** Start DATA TO PROCESS **

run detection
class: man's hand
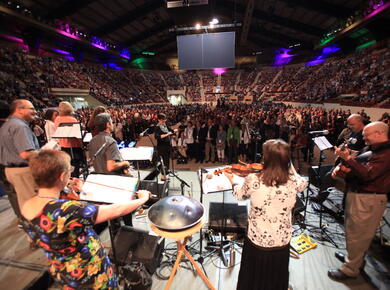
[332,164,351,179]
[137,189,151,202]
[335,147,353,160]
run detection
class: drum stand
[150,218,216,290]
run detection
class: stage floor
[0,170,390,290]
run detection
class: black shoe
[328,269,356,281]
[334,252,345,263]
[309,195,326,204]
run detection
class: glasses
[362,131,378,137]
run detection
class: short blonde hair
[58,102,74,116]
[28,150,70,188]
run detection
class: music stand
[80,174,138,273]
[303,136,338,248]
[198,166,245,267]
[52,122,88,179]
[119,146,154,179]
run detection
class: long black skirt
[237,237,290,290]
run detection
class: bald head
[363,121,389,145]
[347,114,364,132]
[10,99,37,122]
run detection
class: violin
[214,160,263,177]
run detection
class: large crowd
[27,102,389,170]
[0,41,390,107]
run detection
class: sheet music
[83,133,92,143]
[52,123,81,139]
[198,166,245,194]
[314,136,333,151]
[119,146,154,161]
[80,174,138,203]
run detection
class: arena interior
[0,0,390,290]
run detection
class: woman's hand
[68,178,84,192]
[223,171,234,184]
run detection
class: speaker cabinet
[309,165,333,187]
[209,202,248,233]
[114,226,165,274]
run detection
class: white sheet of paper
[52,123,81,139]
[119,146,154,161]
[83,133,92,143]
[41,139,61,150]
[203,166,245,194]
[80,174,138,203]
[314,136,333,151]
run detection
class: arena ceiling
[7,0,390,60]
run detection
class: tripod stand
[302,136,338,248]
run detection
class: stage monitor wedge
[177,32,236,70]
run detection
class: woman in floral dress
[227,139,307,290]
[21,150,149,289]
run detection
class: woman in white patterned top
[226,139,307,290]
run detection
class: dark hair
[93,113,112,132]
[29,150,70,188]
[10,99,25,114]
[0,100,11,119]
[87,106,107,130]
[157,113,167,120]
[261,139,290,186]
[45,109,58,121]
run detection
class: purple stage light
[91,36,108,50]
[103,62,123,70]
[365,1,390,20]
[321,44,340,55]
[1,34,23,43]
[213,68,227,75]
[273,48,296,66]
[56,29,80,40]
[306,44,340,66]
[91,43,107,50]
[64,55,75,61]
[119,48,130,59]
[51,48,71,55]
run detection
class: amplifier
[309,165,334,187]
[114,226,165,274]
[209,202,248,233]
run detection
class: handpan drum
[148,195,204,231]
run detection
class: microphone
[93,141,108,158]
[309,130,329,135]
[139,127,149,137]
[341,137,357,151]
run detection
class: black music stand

** End DATA TO PROCESS **

▸ **INSTRUCTIONS FOR THE TASK**
Copy the lines verbatim, from the first one down through the one containing "[177,32,236,70]", both included. Omit the pictures.

▸ **FINISHED EXERCISE**
run detection
class: man's hand
[332,164,351,179]
[137,189,151,202]
[335,147,353,160]
run detection
class: drum stand
[150,218,216,290]
run detection
class: stage floor
[0,170,390,290]
run detection
class: black shoe
[328,269,356,281]
[334,252,345,263]
[309,195,326,204]
run detection
class: glasses
[362,131,378,137]
run detection
class: short blonde hair
[58,102,74,116]
[28,150,70,188]
run detection
class: music stand
[80,174,138,273]
[303,136,338,248]
[198,166,245,267]
[52,122,88,179]
[119,146,154,179]
run detection
class: long black skirt
[237,237,290,290]
run detection
class: bald head
[363,121,389,145]
[347,114,364,132]
[10,99,37,122]
run detection
class: violin
[214,160,263,177]
run detection
class: large crowd
[27,102,389,170]
[0,41,390,107]
run detection
class: sheet music
[83,133,92,143]
[52,123,81,139]
[198,166,245,194]
[314,136,333,151]
[119,146,154,161]
[80,174,138,203]
run detection
class: arena interior
[0,0,390,290]
run detection
class: woman's hand
[68,178,84,192]
[223,171,234,184]
run detection
class: speaker cabinet
[309,165,333,187]
[209,202,248,233]
[114,226,165,274]
run detection
class: white sheet of paper
[52,123,81,139]
[119,146,154,161]
[83,133,92,143]
[41,139,61,150]
[203,166,245,194]
[80,174,138,203]
[314,136,333,151]
run detection
class: arena ceiling
[7,0,390,60]
run detection
class: tripod stand
[302,136,338,248]
run detection
class: stage monitor wedge
[177,32,236,70]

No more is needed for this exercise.